* Records provided
*****
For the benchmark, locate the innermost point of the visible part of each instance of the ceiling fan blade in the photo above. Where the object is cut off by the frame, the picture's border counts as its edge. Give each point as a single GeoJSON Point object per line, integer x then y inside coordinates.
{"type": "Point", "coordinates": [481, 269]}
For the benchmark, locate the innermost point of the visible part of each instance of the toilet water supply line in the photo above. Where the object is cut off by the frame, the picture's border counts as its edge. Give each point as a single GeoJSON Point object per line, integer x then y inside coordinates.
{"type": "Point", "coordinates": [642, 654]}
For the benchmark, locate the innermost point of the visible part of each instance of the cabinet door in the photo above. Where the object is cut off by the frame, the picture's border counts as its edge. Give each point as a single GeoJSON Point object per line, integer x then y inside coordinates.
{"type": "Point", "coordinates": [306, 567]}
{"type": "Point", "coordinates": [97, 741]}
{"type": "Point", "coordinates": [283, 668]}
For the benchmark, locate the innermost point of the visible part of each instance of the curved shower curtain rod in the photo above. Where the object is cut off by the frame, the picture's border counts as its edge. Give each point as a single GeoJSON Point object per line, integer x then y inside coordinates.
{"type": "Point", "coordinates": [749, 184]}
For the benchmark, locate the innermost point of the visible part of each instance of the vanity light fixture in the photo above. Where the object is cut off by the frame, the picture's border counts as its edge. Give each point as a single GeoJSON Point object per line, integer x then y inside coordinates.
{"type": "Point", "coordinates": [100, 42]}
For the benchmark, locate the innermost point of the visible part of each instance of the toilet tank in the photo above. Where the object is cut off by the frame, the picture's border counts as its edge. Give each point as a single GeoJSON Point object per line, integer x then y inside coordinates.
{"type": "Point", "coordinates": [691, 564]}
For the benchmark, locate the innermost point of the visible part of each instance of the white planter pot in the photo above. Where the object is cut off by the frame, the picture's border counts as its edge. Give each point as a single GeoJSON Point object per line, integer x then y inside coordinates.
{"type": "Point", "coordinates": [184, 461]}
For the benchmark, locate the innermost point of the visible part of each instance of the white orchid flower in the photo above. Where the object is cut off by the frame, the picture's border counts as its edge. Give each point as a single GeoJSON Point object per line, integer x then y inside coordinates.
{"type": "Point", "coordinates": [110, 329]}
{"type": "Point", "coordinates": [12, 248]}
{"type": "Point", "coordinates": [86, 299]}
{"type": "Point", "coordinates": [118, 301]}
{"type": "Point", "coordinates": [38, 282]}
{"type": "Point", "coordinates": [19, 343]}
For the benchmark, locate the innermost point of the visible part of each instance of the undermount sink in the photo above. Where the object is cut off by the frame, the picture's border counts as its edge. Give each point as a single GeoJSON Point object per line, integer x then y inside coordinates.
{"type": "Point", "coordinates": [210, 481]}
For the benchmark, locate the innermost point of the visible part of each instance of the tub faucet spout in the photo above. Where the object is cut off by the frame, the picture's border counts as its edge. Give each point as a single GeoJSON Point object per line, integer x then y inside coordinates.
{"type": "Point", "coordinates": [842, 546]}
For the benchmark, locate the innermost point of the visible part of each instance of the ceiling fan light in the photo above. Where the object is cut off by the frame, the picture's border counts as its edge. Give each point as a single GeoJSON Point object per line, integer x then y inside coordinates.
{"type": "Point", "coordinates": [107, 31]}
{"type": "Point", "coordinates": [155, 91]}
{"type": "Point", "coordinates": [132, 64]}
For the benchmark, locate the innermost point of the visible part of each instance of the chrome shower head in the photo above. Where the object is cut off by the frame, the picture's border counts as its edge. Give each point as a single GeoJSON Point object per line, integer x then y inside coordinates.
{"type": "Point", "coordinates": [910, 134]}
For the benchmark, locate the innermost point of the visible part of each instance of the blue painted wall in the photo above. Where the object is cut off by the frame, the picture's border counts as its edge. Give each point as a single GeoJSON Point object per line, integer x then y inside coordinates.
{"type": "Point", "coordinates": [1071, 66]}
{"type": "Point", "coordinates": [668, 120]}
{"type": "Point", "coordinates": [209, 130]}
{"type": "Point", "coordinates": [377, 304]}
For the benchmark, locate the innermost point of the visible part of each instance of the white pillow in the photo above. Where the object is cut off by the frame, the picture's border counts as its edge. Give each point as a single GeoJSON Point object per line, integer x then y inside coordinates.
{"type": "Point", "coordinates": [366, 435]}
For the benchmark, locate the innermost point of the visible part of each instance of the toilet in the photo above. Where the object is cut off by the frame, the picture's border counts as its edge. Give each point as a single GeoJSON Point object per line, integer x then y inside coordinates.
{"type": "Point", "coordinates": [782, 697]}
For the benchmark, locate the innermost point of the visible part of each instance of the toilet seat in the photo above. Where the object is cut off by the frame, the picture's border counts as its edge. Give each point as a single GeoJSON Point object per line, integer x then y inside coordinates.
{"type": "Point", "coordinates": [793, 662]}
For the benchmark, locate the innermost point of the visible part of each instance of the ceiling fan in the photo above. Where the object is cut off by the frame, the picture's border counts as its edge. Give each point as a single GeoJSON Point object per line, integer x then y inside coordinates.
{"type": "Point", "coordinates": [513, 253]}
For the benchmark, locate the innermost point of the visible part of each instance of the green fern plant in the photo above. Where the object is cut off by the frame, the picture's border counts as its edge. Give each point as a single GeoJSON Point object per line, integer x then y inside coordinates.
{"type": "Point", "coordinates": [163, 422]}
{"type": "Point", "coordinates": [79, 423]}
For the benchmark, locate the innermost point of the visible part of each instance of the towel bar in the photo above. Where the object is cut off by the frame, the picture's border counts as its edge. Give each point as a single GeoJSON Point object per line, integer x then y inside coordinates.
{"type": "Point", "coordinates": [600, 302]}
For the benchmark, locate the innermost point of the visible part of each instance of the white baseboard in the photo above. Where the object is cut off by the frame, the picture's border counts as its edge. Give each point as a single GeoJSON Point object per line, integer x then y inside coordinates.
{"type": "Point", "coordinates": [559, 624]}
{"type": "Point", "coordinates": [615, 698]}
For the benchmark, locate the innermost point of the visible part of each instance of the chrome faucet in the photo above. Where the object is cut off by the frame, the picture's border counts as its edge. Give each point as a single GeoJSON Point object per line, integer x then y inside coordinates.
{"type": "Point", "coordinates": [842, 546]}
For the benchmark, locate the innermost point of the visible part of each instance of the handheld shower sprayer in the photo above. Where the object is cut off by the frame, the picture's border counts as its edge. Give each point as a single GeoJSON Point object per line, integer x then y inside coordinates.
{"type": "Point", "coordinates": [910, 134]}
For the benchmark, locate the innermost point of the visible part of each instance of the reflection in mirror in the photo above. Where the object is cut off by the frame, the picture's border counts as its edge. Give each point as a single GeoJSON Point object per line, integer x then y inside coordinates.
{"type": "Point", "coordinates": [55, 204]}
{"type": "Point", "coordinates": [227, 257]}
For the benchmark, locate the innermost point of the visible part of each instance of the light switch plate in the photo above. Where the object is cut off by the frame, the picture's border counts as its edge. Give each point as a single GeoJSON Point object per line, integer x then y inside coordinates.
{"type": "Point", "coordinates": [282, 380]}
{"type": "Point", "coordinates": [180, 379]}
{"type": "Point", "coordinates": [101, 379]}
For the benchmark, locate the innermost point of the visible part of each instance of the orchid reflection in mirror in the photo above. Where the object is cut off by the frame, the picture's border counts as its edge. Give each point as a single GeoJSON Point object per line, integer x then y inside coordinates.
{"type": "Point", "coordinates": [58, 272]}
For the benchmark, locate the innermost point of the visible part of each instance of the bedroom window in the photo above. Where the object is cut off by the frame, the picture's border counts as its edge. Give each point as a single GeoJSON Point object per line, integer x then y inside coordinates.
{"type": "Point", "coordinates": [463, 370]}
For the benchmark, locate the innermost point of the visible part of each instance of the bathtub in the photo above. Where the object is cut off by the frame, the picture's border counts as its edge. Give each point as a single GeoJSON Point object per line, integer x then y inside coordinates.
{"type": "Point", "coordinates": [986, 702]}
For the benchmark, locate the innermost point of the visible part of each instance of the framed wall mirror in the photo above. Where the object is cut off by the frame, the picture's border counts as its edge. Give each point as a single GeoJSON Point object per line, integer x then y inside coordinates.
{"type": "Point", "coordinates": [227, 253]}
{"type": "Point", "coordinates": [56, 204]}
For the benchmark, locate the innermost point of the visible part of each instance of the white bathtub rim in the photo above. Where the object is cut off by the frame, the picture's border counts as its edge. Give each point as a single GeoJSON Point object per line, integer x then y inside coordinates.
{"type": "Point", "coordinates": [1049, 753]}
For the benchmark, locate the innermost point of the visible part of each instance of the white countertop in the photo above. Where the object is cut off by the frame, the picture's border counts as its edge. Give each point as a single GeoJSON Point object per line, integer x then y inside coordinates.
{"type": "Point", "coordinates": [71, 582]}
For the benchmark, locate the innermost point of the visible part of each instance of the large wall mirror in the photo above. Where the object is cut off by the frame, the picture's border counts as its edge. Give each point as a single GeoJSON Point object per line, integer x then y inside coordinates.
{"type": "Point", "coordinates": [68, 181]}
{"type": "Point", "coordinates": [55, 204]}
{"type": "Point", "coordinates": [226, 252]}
*****
* Stated exercise
Your task is to extract the lines running from the one with "the white bathtub" to the end of the material, inclusive, copying each exactly and adding nothing.

* Solution
For the benchmark, locate the innermost point of the visible part of each instance of the white bathtub rim in the photo above. Where the object is cut off by the frame, the picture's border counts as its edge. Give each point as a single GeoJSON Point object per line, integer x then y inside coordinates.
{"type": "Point", "coordinates": [1049, 753]}
For the benchmark, locate the innermost point of the visible part of each instance of the white countertop in the photo above. Where the object is cut off by the frame, the picture's border counts as its edge. Give each point as a single GeoJSON Point object per line, integer x then y inside coordinates.
{"type": "Point", "coordinates": [71, 582]}
For the benchmark, locate the innermost point of the visible part of each instance of the large wall mirror in the photo above. Where the object is cut off by the frame, the picture's border counts as its edge. Give each point as a single GeoJSON Point object per line, integer x then y inside coordinates.
{"type": "Point", "coordinates": [68, 181]}
{"type": "Point", "coordinates": [55, 204]}
{"type": "Point", "coordinates": [226, 252]}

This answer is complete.